Text passage:
Eventually we WILL drop either that flaming torch or mishandle the snake. Causing a fire, getting a snake bite, or falling off the ball and cracking our head open.
(Okay, so maybe the end results won’t be soooo dramatic for you, but they are definitely problematic.)
Why Multitasking is Dangerous for ADHD
Removing the above unrealistic physical dangers, why is multitasking a danger for ADHD? In truth, while we think we are being efficient and smart, we are really setting ourselves up for failure. Every single time.
The truth is, when we’re multitasking with ADHD:
We are less efficient. Multitasking is actually task switching. Your brain has to stop what it was doing and figure out the new thing you’ve asked it to do.
Multitasking wastes time. That switch may seem to take a split second, but those seconds add up. They use a lot of mental energy, too. Multitasking leaves you drained and unable to focus.
Multitasking with ADHD adds to our stress and overwhelm. How? It feeds our tendency to leave things unfinished. Starting and stopping to switch adds to clutter and out of control task lists. And that underlying beat of chaos that follows unmanaged ADHD around.
Multitasking on ADHD reduces our working memory. To remember stuff you have to pay attention to what you’re doing. When you’re doing more than one thing at once, are you really paying attention to either thing? Nope!
The bottom-line of ADHD and multitasking is it reduces our self-esteem. Builds negative feelings. Wastes time, causes us to forget. And leaves us stressed and overwhelmed.
The complete opposite of why you start multitasking to begin with. Because after all, don’t we multitask so we can feel good by getting things done in a timely manner?
So yes, even if you CAN juggle burning swords and poisonous snakes on a fitness ball, if it leaves you exhausted, overwhelmed, and without the applause from the audience, would you?
How to Stop Multitasking
I hope you are ready to STOP. That’s right. Just stop multitasking.
I bet you instantly said: ‘Yeah right. No way. Not gonna happen. Don’t want to. I can’t.’ Or some version of refusal to stop this activity that is truly hurting your efficiency and productivity.

Required work:
1. In the passage on ADHD and multitasking, what does the text say multitasking actually is?
2. Do these statements agree with the passage on ADHD and multitasking? Answer yes or no for each and quote the deciding words.
(a) Multitasking with ADHD reduces working memory.
(b) Switching between tasks uses little mental energy.
(c) Multitasking raises self-esteem.
3. Write the next part of the passage on ADHD and multitasking, starting after its last sentence.

Extracted data:
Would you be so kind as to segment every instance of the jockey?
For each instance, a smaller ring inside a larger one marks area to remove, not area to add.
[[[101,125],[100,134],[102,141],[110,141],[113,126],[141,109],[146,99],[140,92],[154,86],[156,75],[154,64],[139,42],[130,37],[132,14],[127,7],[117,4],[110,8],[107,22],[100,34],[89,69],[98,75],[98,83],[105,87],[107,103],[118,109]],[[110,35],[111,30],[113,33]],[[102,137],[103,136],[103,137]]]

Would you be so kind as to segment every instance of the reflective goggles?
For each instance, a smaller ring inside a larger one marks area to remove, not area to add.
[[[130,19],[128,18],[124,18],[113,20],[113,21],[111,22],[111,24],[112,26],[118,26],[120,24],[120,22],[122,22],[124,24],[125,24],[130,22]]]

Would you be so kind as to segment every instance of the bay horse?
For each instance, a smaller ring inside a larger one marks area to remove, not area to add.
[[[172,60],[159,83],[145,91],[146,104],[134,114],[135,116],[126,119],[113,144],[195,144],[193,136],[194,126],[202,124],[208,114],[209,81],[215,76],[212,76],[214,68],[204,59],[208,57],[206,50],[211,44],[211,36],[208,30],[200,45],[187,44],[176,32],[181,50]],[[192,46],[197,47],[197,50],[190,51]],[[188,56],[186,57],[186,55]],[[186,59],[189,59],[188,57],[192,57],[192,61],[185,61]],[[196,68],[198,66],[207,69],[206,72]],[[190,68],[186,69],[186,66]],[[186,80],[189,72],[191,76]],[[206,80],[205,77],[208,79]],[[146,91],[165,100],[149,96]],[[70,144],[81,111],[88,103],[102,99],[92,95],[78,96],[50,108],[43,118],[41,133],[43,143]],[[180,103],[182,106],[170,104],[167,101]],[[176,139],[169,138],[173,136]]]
--
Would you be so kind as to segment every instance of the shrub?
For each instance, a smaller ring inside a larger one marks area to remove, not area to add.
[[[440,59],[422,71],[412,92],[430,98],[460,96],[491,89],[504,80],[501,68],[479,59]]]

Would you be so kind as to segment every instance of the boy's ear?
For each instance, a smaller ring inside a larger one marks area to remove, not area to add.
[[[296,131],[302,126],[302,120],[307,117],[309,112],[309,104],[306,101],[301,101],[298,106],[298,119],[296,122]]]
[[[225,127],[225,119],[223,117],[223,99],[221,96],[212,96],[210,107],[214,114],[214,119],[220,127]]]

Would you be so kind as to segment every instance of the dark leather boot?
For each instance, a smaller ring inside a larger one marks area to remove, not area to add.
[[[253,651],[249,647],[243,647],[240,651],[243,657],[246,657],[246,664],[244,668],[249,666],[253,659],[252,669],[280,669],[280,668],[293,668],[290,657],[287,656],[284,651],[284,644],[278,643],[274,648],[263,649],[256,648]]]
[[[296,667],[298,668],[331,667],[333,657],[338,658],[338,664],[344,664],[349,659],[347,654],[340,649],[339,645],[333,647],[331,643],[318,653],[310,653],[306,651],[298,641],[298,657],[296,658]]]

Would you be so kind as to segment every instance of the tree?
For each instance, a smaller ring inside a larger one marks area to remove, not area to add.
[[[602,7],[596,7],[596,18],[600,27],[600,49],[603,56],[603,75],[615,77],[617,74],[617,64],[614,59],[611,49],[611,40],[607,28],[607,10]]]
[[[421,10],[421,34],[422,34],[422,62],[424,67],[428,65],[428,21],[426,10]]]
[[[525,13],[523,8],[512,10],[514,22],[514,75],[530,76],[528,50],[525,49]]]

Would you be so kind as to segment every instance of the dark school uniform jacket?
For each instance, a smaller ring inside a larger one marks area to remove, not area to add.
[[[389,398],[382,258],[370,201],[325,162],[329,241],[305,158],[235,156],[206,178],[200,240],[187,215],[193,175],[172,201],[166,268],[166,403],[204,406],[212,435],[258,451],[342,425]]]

Outputs by task:
1. Task switching.

2.
(a) Yes: "Multitasking on ADHD reduces our working memory."
(b) No: "They use a lot of mental energy, too."
(c) No: "The bottom-line of ADHD and multitasking is it reduces our self-esteem."

3.
As a lifelong multitasker, I totally understand the reluctance to stop. Multitasking is a powerful addiction and one that’s hard to give up.
So let’s talk about a process…an easing into the release…maybe even just a test to see what would happen if you did stop if you did react negatively.
And if you said: ‘YES! I’m in. Let’s get me focused, efficient and productive. I want to stop being so exhausted and overwhelmed,’ then good for you. Jump right into the stopping using the steps below
How to Stop Multitasking (or Identify How Multitasking Hurts vs Helps)
STEP 1: Accept the reality that you CANNOT multitask. Don’t justify that it can work for you. Ignore the voice that tells you it’s a good idea, that wants the dopamine hit and thinks it can handle it. (If this first step is challenging, then skip it and come back to it after you go through steps 2-5.)
STEP 2: Stop multitasking and pay attention to what happens. How much can you get done when you focus on one thing at a time? How does your brain and body feel at the end of the day?
STEP 3: Identify the culprits. What are you doing when you begin multitasking? Where do you get distracted to switch to something else?
STEP 4: Actively protect your time. Set aside time when you can dig into focused work. Turn off your phone, shut down the instant messages. Give yourself time without distractions to focus on one task at a time.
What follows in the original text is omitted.